▶ _Your goal_: Rewrite the material below with each "shrub hedge" changed to "hedgerow" and everything else left as it is. Omit the pictures from your version.

====== Entries shown

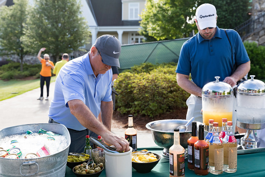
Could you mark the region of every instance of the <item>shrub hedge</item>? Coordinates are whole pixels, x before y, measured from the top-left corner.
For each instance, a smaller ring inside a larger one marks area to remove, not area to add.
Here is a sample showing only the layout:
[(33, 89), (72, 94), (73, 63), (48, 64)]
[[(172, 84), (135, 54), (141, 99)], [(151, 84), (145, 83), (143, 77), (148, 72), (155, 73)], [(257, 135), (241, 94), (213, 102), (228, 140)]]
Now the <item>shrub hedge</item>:
[(114, 86), (117, 110), (153, 117), (186, 107), (190, 94), (177, 83), (176, 65), (143, 63), (120, 74)]
[(23, 64), (23, 71), (20, 71), (20, 63), (10, 62), (0, 67), (0, 78), (3, 80), (22, 79), (29, 76), (36, 76), (39, 77), (41, 65)]
[(255, 75), (255, 79), (264, 79), (265, 78), (265, 46), (258, 46), (257, 43), (254, 42), (245, 42), (244, 45), (250, 61), (249, 76), (250, 75)]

============

▶ _Written solution_:
Could you mark the region of every instance of the <item>hedgerow</item>? Coordinates are whole pixels, x before y, measured from the top-left corner.
For each instance, a smaller ring inside a larger one marks area to remove, not area to add.
Here is a sample showing only the layout:
[(33, 89), (72, 94), (73, 63), (48, 64)]
[[(172, 84), (135, 54), (141, 99)], [(151, 84), (145, 83), (143, 77), (148, 72), (155, 73)], [(257, 135), (241, 94), (213, 102), (228, 140)]]
Now the <item>hedgerow</item>:
[(114, 86), (117, 110), (153, 117), (186, 107), (190, 94), (177, 83), (176, 65), (143, 63), (120, 74)]
[(23, 64), (23, 71), (20, 71), (20, 63), (10, 62), (0, 67), (0, 78), (3, 80), (22, 79), (29, 76), (36, 76), (39, 77), (41, 65)]
[(255, 75), (255, 79), (264, 79), (265, 78), (265, 46), (258, 46), (257, 43), (254, 42), (245, 42), (244, 45), (250, 61), (249, 76), (250, 75)]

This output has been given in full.